SHORT EXERCISE —
Count the lines in the listing below that contain the string "plunge", treating uppercase and lowercase as distinct, and reply with the number alone.

----

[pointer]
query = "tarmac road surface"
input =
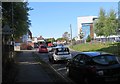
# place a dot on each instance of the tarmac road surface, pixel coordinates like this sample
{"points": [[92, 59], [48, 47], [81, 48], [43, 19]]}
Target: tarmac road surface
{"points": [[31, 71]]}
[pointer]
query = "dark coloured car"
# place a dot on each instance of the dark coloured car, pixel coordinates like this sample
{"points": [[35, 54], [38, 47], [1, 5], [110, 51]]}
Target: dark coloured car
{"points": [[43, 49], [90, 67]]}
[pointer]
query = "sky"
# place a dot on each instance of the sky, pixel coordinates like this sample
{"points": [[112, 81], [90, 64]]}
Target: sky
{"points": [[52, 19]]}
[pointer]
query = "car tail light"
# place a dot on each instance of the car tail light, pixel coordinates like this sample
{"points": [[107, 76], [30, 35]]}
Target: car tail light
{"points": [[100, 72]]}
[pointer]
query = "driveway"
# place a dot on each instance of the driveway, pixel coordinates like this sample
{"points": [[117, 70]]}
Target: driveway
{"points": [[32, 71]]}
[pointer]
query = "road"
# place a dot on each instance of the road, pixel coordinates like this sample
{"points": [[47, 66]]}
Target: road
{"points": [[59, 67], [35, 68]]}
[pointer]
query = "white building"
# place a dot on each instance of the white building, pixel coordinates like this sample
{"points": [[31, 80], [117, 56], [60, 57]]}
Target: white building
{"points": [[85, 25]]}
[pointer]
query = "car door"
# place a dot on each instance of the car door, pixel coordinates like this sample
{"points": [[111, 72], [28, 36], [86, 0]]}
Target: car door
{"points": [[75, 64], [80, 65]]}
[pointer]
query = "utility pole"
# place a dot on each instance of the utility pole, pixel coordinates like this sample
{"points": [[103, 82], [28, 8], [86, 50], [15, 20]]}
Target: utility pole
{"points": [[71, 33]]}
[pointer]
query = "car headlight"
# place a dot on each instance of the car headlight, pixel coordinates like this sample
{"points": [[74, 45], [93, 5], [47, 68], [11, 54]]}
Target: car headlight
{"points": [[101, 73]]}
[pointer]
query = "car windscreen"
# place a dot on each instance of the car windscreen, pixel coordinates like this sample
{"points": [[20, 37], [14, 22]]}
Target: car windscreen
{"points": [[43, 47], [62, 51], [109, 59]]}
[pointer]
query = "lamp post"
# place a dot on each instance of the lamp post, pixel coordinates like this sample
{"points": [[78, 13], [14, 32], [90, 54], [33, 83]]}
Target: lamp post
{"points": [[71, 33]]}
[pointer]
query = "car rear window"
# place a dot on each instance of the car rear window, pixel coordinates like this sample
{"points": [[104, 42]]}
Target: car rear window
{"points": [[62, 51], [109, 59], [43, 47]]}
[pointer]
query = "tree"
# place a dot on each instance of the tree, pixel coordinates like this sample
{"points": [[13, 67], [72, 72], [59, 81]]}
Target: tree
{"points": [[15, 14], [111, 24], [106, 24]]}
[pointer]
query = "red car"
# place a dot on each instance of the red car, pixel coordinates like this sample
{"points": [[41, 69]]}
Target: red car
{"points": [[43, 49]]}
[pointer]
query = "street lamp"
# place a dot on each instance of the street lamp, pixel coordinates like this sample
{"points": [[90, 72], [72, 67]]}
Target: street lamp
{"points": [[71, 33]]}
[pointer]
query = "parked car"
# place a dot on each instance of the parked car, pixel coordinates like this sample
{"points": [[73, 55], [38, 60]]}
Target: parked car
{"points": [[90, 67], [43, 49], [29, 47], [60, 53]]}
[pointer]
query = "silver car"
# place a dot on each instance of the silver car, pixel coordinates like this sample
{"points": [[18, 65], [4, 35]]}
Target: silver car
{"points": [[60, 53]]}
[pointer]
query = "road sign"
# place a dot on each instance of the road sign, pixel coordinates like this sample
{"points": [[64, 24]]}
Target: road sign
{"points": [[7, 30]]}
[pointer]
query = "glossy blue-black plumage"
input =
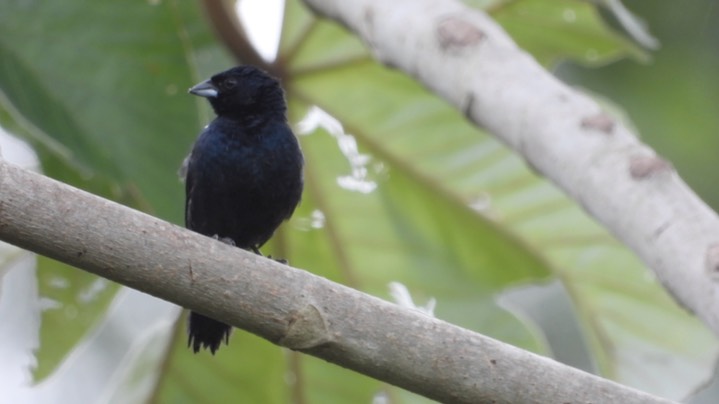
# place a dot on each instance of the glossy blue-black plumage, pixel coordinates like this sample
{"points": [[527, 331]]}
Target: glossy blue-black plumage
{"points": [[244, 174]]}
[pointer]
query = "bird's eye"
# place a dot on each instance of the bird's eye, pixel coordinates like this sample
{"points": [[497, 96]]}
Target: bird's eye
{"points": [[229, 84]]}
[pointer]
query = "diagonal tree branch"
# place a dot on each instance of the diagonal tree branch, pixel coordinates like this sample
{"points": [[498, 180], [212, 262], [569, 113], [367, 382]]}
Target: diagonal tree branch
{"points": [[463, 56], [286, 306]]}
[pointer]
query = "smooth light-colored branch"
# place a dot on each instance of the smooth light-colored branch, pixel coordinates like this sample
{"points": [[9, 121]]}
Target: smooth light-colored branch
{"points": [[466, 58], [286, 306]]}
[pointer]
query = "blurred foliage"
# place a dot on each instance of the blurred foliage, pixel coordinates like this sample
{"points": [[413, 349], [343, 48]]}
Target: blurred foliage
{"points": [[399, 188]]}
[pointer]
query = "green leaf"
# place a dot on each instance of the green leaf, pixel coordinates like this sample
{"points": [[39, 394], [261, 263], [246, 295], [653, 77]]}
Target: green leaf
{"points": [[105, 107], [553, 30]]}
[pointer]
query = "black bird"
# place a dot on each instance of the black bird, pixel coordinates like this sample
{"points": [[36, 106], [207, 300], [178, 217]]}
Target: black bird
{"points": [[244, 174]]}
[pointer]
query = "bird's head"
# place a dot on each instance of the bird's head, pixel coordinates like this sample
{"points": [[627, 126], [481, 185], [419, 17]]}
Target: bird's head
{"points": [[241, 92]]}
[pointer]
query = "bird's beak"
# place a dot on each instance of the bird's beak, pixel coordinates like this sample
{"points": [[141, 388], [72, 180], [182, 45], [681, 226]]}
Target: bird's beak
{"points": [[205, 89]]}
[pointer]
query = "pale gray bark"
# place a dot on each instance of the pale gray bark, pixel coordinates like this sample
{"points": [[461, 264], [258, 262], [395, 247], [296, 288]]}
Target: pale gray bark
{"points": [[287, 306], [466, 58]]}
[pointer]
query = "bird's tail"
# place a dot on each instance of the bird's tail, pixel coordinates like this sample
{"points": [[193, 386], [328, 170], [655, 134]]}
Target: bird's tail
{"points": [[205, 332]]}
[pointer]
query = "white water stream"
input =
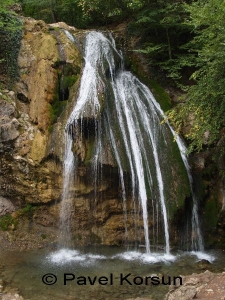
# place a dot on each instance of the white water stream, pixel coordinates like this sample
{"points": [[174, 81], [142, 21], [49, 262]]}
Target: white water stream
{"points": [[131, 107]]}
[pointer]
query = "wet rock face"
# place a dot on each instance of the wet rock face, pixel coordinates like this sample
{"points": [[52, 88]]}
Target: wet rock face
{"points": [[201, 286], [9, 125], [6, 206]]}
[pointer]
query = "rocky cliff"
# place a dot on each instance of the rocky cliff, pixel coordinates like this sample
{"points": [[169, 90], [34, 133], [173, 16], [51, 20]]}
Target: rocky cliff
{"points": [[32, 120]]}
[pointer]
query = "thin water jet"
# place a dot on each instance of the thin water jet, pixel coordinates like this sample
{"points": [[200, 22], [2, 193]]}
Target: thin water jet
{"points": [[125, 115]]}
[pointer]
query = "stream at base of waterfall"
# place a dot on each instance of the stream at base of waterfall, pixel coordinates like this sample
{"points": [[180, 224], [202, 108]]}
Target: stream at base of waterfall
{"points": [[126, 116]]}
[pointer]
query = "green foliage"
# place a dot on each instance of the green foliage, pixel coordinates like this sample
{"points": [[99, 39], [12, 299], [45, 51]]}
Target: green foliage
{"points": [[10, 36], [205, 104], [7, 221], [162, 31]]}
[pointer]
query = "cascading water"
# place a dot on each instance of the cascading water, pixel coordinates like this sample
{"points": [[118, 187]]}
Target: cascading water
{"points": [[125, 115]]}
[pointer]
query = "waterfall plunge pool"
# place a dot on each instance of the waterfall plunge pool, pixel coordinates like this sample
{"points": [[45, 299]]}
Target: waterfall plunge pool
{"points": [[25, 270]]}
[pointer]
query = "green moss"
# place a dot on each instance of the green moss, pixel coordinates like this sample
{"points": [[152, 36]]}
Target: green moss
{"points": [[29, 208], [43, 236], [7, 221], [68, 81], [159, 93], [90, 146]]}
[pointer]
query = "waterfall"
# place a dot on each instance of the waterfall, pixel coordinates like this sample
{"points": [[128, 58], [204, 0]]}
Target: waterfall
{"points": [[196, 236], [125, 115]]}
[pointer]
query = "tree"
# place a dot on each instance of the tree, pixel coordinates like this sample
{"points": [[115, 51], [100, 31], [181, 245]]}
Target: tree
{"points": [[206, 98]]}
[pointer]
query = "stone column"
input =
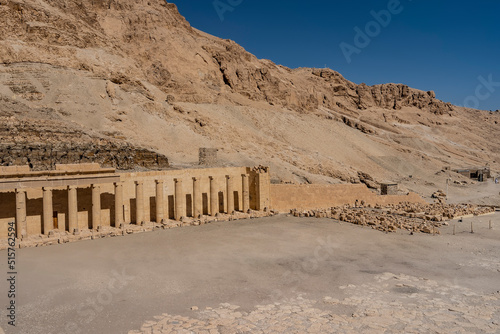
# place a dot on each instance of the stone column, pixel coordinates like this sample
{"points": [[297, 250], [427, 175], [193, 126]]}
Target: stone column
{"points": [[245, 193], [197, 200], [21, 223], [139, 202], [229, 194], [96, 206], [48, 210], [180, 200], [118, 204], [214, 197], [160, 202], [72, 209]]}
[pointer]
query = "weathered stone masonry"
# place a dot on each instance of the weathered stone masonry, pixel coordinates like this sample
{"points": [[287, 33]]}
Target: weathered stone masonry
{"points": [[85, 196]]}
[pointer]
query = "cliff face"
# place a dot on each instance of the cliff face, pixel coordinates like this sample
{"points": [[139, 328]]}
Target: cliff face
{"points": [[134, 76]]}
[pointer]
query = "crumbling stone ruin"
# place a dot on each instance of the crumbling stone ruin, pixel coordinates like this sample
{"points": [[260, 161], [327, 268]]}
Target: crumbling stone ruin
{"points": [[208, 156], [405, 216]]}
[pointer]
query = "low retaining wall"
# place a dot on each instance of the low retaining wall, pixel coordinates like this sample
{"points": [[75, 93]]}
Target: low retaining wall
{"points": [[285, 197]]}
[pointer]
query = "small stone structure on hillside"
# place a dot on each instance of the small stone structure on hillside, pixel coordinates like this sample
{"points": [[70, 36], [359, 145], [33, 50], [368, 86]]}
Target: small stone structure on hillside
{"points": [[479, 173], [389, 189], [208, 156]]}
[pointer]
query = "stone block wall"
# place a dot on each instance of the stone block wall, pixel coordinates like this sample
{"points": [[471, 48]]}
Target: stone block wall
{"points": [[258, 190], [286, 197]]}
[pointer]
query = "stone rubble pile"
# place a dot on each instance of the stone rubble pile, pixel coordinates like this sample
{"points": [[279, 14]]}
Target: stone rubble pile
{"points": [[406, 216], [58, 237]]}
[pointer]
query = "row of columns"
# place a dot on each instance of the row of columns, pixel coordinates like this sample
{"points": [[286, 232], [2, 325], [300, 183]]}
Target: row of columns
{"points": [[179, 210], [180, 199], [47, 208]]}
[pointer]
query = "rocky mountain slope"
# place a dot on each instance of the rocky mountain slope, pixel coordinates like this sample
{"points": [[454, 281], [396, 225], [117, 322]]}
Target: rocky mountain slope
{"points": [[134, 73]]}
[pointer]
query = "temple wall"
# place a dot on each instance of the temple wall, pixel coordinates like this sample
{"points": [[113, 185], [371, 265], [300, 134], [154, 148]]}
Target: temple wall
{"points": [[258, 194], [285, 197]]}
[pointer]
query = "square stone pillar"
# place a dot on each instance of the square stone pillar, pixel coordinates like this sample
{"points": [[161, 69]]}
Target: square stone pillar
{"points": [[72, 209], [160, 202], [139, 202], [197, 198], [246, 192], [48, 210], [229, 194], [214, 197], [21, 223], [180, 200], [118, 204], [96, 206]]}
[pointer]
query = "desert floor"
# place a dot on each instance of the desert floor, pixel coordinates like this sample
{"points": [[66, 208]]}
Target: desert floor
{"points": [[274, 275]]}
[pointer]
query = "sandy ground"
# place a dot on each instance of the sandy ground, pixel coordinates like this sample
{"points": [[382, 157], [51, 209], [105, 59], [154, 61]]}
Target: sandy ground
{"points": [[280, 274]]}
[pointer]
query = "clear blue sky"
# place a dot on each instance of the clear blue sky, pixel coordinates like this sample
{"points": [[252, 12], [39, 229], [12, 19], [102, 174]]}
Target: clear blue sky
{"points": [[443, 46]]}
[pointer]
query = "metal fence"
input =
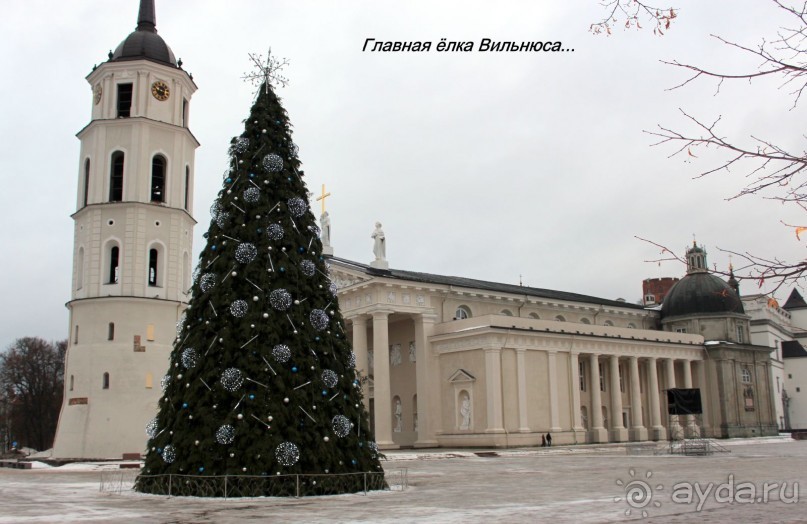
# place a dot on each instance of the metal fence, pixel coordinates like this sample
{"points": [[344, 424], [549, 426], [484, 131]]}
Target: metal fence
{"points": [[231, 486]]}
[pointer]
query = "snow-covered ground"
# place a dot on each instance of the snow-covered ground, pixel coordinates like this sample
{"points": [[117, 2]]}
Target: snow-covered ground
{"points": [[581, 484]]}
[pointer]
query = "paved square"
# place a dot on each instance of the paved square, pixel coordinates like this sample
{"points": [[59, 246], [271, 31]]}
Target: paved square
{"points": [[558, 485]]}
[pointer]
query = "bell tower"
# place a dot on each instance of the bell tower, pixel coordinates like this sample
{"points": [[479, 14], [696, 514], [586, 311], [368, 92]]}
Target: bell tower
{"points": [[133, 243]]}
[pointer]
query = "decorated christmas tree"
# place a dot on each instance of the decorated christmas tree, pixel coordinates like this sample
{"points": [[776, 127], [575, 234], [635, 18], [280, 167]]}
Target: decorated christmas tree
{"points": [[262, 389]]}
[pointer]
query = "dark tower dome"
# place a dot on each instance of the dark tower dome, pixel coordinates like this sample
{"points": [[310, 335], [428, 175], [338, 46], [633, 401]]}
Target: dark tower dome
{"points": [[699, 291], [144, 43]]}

----

COMPLETED EXERCISE —
3